> TRECHO SELECIONADO
Enfim a Escola e sua comunidade passam a viver e ”respirar” a Jovem Guarda. Paralelo à pesquisa, buscam e escolhem músicas para serem apresentadas no sarau e começam os ensaios. Preocupam-se em como criar um “clima” de Jovem Guarda no auditório onde acontecerá o evento. Surgem discos de vinil da época que são colocados expostos de forma decorativa. Alunos que fazem outras linguagens artísticas como artes plásticas e teatro perguntam se podem participar do evento musical. Integram-se ao grupo e também começam a preparar coreografias, músicas para cantar, buscam orientação e idéias com amigos e pessoas da comunidade, figurino emprestado, ex-alunos também se integram ao grupo para também participarem. Professores começam também a se preparar para fazerem parte do evento. E o “Sarau da Jovem Guarda” começa a “ganhar corpo”. Chegado o dia tão anciosamente esperado, lota o auditório e ainda ficam pessoas que não conseguem entrar. Muitos pais, familiares, professores, que viveram na época da Jovem Guarda fazem questão de comparecer ao evento. Emocionam-se diante do prazer que sentem ao se depararem com imagens, músicas e performances de uma época vivida e que faz parte de suas histórias de vida. Muitos alunos se apresentaram usando roupas da época.

A professora Rosinaura que é a bibliotecária da Escola abre o evento. Em seguida a professora Analice também responsável pela Biblioteca na época, fez uma abordagem geral sobre o que foi a Jovem Guarda. Entre as duplas, trios, grupos e indivíduos que se apresentam aparecem as músicas: Calhambeque, Splish splash, Parei na contramão, Devolva-me, Biquini de bolinha amarelinha, Estúpido cupido, Banho de lua, O Bom, Ternura e outras.

> DADOS FORNECIDOS
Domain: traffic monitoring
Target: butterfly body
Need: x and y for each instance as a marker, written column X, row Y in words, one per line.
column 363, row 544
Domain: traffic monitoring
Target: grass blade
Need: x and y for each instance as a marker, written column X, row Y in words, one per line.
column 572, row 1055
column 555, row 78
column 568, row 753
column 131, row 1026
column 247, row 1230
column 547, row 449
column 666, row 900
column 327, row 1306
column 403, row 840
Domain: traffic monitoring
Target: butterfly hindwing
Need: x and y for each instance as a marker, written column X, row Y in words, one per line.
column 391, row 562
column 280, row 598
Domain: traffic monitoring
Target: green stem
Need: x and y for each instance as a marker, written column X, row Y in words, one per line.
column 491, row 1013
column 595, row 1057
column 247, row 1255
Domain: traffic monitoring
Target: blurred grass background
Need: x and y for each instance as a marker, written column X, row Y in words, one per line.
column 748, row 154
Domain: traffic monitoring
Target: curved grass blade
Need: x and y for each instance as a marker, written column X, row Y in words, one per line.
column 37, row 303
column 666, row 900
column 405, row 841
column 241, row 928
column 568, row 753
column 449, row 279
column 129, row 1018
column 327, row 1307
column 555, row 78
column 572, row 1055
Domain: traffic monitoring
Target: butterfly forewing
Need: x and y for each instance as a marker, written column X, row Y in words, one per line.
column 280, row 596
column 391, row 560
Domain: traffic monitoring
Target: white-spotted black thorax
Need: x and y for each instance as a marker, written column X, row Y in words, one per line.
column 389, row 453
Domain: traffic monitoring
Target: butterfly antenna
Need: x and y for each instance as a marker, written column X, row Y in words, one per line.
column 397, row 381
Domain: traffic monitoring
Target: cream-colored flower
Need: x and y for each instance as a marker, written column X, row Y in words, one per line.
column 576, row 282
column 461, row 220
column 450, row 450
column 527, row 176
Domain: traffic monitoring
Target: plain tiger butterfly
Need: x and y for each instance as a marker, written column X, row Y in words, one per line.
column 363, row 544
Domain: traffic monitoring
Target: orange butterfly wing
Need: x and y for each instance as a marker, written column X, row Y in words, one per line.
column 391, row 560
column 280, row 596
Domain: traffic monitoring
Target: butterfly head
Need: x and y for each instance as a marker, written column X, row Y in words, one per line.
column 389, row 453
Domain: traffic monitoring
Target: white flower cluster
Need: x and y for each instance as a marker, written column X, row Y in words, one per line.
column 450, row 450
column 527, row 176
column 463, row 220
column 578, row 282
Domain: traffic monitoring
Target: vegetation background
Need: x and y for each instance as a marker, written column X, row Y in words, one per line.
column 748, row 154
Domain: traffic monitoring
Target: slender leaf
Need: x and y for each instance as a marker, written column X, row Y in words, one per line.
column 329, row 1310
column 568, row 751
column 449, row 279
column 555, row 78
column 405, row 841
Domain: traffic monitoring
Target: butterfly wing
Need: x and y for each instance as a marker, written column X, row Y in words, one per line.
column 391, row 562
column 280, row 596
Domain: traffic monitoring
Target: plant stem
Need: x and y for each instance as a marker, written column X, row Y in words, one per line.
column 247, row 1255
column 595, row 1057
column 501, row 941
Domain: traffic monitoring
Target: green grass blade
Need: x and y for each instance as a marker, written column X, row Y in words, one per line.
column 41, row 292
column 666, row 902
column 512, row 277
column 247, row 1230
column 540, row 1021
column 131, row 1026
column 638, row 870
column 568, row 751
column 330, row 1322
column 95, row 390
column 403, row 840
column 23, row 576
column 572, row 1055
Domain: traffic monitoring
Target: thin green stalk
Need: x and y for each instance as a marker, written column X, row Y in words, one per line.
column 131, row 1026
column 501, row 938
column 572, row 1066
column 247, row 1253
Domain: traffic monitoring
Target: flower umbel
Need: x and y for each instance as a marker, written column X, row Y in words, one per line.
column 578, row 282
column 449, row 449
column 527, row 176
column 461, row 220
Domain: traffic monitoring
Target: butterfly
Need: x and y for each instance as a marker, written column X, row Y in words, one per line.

> OBJETIVOS
1. Transcreva o trecho do relato sobre o Sarau da Jovem Guarda que começa nas palavras "A professora Rosinaura" e termina logo depois de "Ternura e outras.".
2. Passe para o inglês esta frase do relato sobre o Sarau da Jovem Guarda: "Muitos alunos se apresentaram usando roupas da época."
3. Dê continuidade ao relato sobre o Sarau da Jovem Guarda a partir do ponto em que ele termina.

> RESPOSTAS ÀS TAREFAS
1.
A professora Rosinaura que é a bibliotecária da Escola abre o evento. Em seguida a professora Analice também responsável pela Biblioteca na época, fez uma abordagem geral sobre o que foi a Jovem Guarda. Entre as duplas, trios, grupos e indivíduos que se apresentam aparecem as músicas: Calhambeque, Splish splash, Parei na contramão, Devolva-me, Biquini de bolinha amarelinha, Estúpido cupido, Banho de lua, O Bom, Ternura e outras.

2. Many students performed wearing clothes from that era.

3.
Encerramos o Sarau da Jovem Guarda cantando “Festa de Arromba” cantada por todos os presentes. Os professores nesse momento sugerem que façamos o próximo sob o tema  A Monte Cristo canta Roberto Carlos”. Fica definido para setembro. Para aprofundarem-se sobre o trabalho e toda a trajetória artística do Roberto Carlos, um aluno trouxe um filme realizado por ele “Roberto Carlos em ritmo de aventura”. Segundo ele seu pai o emprestou. Os alunos ficam impressionados com o mesmo, as roupas da época, as gírias, cenário, e os carros. Durante o filme tem oportunidade de ver e ouvir Roberto Carlos cantando. Ali mesmo, após o filme, já começaram a escolher qual música querem  apresentar.

Novamente começam os preparativos, escolha de músicas, ensaios,... A Escola entra em “clima” de Roberto Carlos, empréstimo de CDs por parte dos professores, pais, amigos. Busca de matérias sobre ele, clips na Internet,...

Algo impressiona, pois alunos, até então tímidos e que nunca haviam se exposto em público, demonstram interesse e começam a se preparar. Isso em duplas, trios ou pequenos grupos. Surpreendem a todos pela coragem e superação do medo de se expor. No dia previsto para o Sarau “ A Monte Cristo canta Roberto Carlos”, a professora Rosinaura abre o evento fazendo uma fala sobre o tema do Sarau e, o Coral Infantil abre as apresentações cantando a música “Fim de semana” acompanhados pela professora Caroline ao teclado.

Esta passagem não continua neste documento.